◆ EXERCISE PROMPT ◆
Nothing past the line containing "TARGET = second fitbit display panel" belongs in the output. Copy exactly every line of the data below from the first up to and including it.

◆ ENTRIES SHOWN ◆

-=-=-

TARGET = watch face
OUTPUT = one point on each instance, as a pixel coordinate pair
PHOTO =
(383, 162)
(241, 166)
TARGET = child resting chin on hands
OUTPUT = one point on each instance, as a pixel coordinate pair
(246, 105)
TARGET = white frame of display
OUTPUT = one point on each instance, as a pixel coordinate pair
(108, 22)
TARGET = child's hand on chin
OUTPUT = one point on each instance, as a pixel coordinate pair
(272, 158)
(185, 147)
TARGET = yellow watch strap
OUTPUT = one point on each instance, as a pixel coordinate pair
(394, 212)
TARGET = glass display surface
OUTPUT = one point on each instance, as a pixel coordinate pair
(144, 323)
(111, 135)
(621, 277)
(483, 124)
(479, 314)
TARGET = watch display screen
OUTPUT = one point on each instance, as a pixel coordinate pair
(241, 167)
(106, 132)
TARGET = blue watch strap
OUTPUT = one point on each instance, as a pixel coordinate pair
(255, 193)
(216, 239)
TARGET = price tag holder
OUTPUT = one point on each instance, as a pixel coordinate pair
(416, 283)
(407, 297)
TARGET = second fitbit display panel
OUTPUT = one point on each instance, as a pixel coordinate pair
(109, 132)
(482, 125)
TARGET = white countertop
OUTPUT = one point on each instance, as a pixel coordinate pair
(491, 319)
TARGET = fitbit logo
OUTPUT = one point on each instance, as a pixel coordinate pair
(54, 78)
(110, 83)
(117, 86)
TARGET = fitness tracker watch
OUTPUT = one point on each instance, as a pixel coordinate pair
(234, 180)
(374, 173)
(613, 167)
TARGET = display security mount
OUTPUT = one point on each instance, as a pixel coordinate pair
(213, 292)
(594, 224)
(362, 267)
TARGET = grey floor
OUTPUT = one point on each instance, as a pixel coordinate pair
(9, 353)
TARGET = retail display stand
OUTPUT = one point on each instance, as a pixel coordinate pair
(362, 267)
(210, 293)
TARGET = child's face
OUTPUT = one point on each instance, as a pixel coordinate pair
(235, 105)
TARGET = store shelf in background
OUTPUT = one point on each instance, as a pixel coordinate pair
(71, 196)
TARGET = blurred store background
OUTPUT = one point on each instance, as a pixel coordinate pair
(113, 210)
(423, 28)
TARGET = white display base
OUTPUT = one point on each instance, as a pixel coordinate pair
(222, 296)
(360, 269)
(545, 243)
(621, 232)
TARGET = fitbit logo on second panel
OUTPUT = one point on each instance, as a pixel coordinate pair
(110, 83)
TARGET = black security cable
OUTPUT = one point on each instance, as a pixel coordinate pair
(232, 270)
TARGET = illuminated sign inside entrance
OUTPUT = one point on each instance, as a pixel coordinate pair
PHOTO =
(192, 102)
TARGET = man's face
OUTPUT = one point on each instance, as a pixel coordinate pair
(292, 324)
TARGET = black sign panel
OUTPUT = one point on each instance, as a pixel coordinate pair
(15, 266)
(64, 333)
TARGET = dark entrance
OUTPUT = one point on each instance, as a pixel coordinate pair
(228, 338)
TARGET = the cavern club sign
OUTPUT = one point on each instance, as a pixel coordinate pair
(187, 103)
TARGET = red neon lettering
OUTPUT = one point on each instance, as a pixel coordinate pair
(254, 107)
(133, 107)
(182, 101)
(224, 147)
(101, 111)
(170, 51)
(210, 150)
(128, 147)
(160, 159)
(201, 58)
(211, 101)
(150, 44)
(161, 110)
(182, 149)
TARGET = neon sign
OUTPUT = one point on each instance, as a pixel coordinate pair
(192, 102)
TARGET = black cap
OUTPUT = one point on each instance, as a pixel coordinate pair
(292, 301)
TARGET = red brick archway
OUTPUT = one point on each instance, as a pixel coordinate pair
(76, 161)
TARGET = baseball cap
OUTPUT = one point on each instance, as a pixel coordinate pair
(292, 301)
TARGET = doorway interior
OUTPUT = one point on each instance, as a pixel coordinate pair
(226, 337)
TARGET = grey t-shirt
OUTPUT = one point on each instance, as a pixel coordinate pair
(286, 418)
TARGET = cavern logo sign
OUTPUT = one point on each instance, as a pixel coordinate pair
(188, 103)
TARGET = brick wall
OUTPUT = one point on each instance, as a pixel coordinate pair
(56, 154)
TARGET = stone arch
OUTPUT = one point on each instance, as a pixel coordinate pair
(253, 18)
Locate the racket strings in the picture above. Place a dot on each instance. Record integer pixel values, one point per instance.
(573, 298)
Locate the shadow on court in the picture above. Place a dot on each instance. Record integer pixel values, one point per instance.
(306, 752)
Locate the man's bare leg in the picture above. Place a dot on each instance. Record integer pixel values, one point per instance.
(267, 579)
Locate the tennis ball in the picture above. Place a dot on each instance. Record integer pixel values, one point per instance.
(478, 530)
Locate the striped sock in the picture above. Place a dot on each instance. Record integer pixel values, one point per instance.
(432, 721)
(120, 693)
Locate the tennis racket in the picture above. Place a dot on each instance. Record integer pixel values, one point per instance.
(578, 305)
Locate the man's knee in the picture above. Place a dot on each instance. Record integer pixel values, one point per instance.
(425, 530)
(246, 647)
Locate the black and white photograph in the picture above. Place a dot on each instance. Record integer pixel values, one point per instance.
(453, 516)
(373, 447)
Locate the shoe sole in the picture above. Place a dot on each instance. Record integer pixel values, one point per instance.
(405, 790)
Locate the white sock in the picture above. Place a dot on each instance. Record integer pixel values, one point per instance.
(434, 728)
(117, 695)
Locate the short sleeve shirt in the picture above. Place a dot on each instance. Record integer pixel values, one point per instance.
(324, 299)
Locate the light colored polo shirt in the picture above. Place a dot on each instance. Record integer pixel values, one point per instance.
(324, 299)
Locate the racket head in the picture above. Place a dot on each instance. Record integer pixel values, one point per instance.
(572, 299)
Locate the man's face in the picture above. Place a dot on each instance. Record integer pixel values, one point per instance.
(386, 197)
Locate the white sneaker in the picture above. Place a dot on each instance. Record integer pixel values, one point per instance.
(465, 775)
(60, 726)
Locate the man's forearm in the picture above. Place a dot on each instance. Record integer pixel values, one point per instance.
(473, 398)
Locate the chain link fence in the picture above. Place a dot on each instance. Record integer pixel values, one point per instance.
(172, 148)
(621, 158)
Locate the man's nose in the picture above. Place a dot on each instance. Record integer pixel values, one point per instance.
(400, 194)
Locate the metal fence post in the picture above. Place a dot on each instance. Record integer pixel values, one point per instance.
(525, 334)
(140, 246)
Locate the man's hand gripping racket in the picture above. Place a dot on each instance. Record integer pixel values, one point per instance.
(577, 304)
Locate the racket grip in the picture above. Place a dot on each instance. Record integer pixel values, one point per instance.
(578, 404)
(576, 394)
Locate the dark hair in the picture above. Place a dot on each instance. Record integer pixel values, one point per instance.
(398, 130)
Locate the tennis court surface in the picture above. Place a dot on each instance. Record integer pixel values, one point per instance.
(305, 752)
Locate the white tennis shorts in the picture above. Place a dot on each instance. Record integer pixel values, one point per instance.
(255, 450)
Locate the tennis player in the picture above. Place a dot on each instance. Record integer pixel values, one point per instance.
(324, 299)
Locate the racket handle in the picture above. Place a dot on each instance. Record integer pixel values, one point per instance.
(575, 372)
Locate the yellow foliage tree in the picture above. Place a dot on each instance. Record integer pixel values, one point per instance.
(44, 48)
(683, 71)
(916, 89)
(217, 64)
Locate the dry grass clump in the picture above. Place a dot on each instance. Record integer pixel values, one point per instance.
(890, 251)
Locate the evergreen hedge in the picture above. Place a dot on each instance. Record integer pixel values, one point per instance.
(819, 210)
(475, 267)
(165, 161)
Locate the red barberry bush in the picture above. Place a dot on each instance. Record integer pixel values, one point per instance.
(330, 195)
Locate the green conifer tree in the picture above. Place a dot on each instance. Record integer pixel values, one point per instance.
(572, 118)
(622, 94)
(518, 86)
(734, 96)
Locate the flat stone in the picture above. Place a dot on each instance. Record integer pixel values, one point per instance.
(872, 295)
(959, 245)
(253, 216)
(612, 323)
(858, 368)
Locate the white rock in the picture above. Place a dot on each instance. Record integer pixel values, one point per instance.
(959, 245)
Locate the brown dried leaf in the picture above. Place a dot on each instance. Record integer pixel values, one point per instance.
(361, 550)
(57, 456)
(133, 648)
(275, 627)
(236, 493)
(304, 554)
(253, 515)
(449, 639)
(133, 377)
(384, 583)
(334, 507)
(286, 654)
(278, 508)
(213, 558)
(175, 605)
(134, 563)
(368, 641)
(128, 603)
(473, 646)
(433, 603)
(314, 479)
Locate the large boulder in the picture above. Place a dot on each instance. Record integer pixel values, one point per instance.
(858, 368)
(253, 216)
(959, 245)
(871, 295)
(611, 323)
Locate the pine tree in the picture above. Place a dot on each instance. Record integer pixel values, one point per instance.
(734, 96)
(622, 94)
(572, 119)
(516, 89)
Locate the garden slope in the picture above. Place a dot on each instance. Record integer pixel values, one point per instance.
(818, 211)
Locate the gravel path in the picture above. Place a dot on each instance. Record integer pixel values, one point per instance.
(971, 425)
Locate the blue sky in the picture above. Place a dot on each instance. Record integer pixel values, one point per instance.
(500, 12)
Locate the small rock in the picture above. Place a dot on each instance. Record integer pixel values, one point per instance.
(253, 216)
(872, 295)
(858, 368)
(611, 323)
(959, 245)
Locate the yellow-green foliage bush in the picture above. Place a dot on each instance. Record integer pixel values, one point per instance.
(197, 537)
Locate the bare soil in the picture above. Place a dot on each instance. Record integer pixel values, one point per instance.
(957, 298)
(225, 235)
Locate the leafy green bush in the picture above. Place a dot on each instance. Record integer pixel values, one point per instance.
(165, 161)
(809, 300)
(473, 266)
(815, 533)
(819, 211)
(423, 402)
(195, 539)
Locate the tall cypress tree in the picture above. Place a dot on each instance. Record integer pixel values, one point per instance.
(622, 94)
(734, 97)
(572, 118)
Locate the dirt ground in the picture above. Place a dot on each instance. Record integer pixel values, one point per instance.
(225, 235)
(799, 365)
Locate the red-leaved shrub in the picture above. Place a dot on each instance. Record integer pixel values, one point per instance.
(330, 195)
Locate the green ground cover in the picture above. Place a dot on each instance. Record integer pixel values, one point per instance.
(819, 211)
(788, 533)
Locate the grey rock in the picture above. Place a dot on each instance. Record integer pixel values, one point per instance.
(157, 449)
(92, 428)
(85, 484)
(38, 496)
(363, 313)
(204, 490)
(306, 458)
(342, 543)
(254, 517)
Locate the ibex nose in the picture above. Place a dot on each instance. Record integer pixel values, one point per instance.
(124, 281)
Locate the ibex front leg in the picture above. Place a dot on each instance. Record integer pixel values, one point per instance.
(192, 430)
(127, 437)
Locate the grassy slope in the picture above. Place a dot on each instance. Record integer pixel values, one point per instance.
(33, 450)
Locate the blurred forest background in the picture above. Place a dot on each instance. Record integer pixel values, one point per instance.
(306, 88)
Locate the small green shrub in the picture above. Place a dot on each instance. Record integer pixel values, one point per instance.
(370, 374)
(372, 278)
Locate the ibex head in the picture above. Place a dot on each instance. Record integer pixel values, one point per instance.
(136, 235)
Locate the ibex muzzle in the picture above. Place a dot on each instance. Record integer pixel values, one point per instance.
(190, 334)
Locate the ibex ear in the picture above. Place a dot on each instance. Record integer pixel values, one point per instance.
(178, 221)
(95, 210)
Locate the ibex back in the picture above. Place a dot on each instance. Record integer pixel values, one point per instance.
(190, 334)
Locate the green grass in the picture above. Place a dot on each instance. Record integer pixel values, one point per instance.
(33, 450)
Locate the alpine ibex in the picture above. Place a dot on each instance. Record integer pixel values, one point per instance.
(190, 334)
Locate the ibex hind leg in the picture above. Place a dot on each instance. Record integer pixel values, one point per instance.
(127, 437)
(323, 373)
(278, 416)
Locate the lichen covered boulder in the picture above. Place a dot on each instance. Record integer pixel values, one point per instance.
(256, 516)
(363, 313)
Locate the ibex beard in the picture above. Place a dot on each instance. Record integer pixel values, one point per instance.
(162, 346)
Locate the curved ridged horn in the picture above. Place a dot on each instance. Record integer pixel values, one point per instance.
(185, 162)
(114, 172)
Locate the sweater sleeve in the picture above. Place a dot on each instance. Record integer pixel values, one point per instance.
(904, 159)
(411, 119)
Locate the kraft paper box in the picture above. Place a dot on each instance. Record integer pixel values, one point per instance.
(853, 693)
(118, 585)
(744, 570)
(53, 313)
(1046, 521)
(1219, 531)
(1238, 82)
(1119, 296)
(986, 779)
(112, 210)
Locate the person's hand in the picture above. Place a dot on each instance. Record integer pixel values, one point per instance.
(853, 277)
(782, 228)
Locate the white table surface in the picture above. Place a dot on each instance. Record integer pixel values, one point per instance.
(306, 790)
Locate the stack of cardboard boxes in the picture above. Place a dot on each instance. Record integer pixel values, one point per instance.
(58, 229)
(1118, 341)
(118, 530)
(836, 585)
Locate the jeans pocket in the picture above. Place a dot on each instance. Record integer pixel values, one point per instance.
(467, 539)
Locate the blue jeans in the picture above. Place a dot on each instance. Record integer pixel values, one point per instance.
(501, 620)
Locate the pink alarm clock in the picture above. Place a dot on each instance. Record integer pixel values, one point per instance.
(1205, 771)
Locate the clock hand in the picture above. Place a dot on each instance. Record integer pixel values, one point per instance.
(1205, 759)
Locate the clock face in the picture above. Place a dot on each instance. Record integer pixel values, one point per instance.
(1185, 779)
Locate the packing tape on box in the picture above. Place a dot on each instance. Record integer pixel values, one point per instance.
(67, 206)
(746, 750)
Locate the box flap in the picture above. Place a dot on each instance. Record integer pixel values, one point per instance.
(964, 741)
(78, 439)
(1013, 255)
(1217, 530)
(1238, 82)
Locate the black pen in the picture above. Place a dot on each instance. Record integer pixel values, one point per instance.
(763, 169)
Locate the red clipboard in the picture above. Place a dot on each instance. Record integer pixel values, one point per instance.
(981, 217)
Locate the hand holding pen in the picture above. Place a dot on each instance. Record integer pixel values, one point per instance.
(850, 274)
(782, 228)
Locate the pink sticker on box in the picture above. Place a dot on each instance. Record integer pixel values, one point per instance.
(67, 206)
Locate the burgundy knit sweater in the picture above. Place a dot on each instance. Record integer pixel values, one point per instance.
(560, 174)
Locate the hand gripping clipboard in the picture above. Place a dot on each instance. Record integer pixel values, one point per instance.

-=-=-

◆ OUTPUT FOR THIS TASK ◆
TARGET = watch face
OUTPUT = one point on each instance, as a pixel coordinate pair
PHOTO =
(383, 162)
(241, 166)
TARGET = child resting chin on hands
OUTPUT = one point on each instance, as a pixel coordinate pair
(246, 105)
TARGET = white frame of display
OUTPUT = one point on each instance, as a pixel coordinate pair
(108, 22)
TARGET = child's hand on chin
OUTPUT = one point on each instance, as a pixel coordinate pair
(272, 158)
(185, 147)
TARGET = yellow watch strap
OUTPUT = one point on each instance, as a pixel coordinate pair
(394, 212)
TARGET = glass display surface
OUTPUT = one point on each instance, as a pixel coordinate pair
(144, 323)
(111, 135)
(621, 277)
(483, 124)
(479, 314)
TARGET = watch display screen
OUTPUT = one point on each instance, as a pixel coordinate pair
(241, 167)
(106, 132)
TARGET = blue watch strap
OUTPUT = one point on each instance, as a pixel coordinate pair
(255, 193)
(216, 239)
TARGET = price tag holder
OUTPUT = one point on each instance, as a pixel coordinate pair
(416, 283)
(407, 297)
TARGET = second fitbit display panel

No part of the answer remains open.